▶ [Problem statement]: In the data beneath this task, how many lines contain "location"? Answer with the number only.

- - - - - - -

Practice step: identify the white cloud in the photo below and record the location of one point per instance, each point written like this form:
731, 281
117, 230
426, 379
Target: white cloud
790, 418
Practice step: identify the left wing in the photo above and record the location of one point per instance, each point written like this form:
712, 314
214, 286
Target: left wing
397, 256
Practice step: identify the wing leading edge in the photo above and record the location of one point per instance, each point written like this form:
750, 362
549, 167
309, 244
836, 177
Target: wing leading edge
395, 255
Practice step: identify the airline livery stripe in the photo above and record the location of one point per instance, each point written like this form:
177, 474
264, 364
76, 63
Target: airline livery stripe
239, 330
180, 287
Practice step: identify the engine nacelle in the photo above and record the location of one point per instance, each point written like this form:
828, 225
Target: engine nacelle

- - - - - - -

▶ [Task answer]: 5